Aim: Count how many of the lines below contain the string "pole", with case counting, and reply with the number alone.
## Begin
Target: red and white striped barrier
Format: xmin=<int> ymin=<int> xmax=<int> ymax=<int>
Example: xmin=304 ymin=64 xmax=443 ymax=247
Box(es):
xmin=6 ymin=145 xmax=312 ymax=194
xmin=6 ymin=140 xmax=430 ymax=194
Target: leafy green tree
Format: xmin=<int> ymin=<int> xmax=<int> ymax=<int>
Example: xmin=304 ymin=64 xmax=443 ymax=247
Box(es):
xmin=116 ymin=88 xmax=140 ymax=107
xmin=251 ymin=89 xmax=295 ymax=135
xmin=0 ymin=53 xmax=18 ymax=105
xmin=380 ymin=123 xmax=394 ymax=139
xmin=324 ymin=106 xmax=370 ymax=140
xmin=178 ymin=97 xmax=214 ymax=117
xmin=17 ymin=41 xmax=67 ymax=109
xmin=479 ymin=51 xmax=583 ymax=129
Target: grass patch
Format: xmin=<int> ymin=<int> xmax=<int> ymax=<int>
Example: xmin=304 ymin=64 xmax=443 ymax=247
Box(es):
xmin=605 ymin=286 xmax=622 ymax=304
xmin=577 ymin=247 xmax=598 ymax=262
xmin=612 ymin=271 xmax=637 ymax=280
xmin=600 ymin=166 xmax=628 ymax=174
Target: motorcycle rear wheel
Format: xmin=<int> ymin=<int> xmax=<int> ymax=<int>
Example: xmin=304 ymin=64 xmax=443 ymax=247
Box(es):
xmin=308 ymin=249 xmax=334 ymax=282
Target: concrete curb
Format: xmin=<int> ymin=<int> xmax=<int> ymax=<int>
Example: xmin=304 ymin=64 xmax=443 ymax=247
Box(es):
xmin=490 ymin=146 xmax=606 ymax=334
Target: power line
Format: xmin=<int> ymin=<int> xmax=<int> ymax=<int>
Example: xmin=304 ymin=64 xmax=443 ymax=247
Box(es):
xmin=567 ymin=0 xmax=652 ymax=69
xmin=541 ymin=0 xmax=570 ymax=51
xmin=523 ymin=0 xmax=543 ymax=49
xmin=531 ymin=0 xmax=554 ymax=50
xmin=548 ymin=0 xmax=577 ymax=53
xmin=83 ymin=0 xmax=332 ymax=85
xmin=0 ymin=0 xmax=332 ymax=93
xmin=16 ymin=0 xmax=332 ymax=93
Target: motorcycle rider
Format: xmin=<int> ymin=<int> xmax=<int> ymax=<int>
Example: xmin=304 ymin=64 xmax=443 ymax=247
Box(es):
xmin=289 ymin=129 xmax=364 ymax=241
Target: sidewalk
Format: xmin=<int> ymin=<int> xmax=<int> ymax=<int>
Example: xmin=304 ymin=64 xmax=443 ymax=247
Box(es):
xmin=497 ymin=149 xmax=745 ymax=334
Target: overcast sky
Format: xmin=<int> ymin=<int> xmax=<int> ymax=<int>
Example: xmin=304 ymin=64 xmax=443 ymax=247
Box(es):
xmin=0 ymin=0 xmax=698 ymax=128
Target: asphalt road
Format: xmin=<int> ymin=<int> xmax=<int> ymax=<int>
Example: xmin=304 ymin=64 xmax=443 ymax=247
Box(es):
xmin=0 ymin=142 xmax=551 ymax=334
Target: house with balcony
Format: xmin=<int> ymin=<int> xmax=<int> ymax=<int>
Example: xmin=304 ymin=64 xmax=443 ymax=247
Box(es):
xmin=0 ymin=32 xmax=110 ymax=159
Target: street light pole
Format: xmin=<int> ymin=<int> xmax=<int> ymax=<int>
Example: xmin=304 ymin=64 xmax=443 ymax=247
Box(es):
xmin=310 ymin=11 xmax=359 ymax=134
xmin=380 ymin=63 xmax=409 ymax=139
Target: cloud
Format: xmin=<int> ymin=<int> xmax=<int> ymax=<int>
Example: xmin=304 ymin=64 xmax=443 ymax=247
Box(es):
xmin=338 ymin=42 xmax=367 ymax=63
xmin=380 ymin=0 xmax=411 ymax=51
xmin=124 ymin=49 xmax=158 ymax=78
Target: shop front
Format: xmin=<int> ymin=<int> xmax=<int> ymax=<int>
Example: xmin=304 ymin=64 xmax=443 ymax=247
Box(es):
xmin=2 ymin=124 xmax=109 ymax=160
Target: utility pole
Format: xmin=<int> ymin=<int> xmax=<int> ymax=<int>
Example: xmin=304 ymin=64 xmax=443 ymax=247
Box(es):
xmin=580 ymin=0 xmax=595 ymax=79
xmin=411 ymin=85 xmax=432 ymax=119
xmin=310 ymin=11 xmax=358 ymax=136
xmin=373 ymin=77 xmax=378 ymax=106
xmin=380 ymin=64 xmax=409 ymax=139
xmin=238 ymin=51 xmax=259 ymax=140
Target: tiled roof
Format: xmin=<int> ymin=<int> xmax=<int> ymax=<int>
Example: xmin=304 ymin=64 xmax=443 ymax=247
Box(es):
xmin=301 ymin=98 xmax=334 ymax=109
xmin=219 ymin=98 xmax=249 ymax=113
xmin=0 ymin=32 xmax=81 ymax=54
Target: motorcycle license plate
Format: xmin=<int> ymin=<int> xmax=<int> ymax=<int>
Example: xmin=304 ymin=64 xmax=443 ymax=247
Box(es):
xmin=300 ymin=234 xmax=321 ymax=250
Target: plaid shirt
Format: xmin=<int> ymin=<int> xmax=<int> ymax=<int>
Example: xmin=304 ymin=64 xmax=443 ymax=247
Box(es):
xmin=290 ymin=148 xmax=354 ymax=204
## End
Completed task: 2